— START OF Task input —

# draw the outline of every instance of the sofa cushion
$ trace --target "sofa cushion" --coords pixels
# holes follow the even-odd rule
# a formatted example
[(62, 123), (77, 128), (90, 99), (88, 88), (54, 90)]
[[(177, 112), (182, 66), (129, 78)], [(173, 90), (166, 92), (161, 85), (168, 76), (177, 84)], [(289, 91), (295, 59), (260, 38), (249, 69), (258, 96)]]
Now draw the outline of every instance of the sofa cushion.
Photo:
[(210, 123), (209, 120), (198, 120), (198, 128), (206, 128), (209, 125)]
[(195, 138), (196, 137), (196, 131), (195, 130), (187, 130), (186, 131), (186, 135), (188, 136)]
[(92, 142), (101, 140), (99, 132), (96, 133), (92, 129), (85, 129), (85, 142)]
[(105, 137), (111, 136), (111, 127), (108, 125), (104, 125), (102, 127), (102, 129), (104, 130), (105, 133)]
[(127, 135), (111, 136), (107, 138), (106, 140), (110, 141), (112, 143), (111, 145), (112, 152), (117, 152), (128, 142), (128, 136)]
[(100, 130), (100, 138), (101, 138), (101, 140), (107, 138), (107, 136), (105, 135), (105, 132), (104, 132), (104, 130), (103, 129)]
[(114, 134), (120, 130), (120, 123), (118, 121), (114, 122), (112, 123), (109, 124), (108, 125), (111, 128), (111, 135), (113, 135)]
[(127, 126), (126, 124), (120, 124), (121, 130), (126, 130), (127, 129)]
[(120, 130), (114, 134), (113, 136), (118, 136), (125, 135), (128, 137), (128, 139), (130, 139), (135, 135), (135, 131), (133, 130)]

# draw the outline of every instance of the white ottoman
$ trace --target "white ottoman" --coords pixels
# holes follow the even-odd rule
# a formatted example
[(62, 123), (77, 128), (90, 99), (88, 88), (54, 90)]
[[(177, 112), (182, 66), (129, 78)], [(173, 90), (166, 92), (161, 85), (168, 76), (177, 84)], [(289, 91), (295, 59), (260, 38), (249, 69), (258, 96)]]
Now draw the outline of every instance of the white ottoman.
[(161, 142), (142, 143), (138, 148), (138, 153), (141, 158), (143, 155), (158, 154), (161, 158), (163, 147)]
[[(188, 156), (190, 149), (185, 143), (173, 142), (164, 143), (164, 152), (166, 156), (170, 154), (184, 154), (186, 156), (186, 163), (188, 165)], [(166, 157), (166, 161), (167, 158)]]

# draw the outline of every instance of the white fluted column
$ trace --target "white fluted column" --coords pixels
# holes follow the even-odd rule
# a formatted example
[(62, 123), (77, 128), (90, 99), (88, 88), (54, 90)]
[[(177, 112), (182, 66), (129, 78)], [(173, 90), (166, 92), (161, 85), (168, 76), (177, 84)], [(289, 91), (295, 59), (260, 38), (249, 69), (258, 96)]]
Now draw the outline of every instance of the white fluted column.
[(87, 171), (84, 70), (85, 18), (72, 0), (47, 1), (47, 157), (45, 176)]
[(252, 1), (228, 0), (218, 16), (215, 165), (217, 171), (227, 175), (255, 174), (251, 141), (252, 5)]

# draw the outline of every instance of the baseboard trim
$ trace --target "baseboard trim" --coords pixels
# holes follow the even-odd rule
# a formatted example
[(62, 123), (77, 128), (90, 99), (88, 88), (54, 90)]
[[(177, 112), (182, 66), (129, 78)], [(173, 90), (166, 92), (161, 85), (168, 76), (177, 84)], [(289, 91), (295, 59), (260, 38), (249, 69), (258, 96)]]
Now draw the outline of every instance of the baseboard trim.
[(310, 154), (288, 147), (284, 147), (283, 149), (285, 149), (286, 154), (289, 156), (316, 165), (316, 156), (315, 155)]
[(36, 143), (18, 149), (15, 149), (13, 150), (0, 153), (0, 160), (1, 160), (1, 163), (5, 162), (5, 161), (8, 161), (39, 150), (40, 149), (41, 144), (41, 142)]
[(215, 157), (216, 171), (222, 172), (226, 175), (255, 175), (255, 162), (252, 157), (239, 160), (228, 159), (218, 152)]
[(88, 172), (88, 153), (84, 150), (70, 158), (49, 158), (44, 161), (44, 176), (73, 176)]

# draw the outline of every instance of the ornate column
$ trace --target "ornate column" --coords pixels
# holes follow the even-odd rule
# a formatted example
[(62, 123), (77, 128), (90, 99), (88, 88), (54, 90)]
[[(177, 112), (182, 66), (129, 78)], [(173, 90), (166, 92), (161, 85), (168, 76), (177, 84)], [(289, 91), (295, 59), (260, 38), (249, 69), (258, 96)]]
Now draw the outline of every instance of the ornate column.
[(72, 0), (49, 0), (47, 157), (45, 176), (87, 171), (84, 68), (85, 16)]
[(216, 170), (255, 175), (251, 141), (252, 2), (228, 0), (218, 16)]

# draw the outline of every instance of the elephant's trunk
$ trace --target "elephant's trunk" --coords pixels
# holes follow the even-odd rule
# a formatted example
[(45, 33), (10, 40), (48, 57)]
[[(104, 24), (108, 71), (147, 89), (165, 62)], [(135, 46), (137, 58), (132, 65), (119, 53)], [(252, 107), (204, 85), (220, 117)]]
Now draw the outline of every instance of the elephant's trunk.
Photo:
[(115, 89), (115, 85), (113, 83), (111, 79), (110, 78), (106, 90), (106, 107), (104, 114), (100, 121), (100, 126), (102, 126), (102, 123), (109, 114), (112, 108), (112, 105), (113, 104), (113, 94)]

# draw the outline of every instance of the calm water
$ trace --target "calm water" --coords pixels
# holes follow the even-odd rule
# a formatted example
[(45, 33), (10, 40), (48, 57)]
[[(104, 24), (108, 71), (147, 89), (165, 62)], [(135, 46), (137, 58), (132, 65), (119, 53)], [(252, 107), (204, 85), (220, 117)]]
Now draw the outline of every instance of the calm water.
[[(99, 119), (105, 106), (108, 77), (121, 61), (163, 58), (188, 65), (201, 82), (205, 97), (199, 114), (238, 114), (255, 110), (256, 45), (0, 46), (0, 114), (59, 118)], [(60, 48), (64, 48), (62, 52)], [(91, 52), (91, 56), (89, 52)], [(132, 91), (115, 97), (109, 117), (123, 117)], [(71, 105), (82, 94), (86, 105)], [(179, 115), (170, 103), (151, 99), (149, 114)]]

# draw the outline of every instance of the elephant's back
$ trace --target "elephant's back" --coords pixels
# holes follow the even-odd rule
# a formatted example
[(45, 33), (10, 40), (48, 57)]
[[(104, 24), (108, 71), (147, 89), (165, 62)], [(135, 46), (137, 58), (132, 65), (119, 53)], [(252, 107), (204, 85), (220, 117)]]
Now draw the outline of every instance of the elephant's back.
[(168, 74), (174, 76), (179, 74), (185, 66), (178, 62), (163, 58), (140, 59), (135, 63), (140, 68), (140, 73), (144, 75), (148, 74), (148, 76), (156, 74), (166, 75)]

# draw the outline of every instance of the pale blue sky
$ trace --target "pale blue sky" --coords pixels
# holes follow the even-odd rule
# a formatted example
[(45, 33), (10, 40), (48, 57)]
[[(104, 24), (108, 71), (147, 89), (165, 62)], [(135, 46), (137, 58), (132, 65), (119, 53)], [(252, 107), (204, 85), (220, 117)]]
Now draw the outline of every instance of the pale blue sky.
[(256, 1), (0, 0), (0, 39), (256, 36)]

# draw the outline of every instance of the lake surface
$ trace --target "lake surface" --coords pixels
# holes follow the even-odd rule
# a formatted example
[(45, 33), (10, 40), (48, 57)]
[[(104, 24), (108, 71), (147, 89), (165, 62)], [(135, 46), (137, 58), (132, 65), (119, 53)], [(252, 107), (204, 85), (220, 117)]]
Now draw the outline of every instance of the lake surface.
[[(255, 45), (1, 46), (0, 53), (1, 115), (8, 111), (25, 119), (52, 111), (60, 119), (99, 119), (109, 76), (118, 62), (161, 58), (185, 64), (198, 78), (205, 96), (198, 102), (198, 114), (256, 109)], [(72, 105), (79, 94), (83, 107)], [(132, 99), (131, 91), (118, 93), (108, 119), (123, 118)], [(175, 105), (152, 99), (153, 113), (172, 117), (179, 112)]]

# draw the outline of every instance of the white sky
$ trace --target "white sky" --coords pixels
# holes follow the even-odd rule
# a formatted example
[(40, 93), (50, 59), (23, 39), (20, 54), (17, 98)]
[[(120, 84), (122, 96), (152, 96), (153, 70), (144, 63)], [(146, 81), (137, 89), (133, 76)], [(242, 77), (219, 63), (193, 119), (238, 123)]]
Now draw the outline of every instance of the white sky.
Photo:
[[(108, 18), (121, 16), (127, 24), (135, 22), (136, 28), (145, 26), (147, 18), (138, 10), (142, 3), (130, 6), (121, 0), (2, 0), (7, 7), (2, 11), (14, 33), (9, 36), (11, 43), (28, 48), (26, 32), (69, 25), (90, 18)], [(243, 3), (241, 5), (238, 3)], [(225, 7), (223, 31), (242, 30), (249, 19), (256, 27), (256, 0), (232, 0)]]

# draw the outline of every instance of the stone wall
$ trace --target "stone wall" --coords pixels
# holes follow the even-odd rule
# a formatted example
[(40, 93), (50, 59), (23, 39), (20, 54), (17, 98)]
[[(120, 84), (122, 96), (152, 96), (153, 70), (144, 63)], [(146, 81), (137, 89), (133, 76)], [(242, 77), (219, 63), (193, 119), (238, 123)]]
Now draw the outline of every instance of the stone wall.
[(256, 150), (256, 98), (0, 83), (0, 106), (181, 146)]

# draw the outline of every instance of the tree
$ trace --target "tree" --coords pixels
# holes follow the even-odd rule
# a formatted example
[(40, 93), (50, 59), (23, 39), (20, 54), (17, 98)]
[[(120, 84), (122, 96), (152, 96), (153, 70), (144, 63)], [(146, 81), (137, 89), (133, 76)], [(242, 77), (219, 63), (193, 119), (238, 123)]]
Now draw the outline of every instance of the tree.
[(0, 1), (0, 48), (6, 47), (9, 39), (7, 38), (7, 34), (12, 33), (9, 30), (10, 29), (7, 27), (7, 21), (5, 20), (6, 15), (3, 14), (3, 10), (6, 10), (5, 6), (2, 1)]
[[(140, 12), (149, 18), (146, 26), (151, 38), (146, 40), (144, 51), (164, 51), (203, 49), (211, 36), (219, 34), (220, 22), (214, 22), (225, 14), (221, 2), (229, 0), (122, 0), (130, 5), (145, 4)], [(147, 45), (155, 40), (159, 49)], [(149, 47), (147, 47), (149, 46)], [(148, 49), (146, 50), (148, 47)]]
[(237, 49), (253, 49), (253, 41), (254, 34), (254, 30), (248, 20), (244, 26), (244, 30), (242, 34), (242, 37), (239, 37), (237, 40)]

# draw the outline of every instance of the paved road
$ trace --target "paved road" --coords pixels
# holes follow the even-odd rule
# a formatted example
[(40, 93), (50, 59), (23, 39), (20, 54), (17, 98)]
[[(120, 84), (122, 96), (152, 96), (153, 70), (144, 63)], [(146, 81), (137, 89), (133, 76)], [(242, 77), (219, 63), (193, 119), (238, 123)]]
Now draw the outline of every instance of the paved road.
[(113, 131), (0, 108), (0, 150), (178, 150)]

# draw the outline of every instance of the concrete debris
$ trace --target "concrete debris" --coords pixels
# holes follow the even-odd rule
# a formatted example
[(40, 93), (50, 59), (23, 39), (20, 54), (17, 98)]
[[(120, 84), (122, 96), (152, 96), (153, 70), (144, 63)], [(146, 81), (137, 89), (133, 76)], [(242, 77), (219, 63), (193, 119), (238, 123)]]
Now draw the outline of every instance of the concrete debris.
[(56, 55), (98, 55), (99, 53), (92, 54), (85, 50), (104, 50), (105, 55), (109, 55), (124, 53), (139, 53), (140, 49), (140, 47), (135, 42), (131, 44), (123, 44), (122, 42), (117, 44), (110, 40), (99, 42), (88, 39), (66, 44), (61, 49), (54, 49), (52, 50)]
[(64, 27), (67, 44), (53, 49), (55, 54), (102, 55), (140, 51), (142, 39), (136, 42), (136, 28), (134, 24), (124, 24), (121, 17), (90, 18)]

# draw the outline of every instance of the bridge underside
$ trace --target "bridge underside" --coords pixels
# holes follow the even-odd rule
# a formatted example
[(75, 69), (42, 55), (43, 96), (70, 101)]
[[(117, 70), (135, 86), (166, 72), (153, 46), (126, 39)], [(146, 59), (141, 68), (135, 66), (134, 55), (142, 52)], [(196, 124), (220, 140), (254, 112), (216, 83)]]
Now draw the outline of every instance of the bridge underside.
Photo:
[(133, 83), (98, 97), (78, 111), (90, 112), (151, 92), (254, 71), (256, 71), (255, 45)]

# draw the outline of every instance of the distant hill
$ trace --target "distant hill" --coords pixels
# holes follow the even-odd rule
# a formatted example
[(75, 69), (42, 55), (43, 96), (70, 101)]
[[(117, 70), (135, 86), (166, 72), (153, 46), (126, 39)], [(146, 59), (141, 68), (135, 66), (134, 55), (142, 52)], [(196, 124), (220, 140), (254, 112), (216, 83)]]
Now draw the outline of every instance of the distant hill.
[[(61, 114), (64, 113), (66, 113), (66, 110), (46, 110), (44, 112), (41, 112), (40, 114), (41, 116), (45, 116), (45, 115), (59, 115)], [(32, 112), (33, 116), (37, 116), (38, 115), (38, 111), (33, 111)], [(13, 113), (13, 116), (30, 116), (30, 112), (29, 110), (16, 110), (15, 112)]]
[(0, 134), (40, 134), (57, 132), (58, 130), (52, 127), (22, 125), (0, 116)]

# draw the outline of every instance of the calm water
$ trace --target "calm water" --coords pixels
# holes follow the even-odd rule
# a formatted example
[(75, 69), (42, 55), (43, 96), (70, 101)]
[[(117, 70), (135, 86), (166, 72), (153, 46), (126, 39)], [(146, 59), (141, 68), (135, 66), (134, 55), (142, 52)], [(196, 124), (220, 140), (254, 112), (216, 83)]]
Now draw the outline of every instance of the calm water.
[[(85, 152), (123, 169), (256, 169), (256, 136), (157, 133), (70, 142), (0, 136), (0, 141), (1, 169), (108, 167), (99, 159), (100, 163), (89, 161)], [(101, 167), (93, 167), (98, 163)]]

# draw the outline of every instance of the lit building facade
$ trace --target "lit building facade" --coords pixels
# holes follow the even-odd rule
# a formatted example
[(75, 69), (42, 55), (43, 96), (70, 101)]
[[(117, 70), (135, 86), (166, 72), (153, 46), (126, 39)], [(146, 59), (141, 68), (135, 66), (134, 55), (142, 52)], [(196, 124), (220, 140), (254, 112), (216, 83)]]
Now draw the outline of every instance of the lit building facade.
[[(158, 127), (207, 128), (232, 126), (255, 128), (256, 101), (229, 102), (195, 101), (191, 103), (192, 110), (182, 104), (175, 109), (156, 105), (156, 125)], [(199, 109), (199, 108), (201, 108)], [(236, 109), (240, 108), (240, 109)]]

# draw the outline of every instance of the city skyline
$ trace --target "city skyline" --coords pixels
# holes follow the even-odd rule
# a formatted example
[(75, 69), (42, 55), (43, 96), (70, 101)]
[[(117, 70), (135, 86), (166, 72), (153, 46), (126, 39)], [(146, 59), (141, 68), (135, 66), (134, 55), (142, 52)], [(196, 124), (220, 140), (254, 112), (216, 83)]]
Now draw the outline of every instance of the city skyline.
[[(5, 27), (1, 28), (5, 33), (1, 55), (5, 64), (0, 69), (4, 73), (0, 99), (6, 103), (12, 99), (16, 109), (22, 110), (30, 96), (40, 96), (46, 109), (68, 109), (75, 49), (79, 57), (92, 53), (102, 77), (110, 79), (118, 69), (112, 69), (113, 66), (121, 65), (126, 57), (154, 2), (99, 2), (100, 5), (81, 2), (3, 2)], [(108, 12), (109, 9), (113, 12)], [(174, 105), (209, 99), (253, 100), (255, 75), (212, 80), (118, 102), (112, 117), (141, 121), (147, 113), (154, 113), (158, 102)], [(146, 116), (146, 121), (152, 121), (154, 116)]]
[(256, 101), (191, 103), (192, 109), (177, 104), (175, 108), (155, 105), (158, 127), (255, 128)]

— END OF Task input —

§ **The exercise**
Copy out the stretch of items above, from the line containing "# draw the outline of every instance of the concrete" through the line containing "17), (90, 18)]", keeping every character the same.

§ **Task result**
# draw the outline of every instance of the concrete debris
$ trace --target "concrete debris" --coords pixels
# holes follow the even-odd rule
# a formatted example
[(40, 93), (50, 59), (23, 39), (20, 54), (17, 98)]
[[(120, 84), (122, 96), (152, 96), (153, 70), (144, 63)], [(146, 81), (137, 89), (133, 76)], [(242, 77), (219, 63), (193, 119), (238, 123)]]
Now draw the outline of every instance of the concrete debris.
[(56, 55), (98, 55), (99, 53), (92, 54), (85, 50), (104, 50), (105, 55), (109, 55), (124, 53), (139, 53), (140, 49), (140, 47), (135, 42), (131, 44), (123, 44), (122, 42), (117, 44), (110, 40), (99, 42), (88, 39), (66, 44), (61, 49), (54, 49), (52, 50)]
[(64, 27), (67, 44), (53, 49), (55, 54), (102, 55), (140, 51), (142, 39), (136, 42), (136, 28), (134, 24), (124, 24), (121, 17), (90, 18)]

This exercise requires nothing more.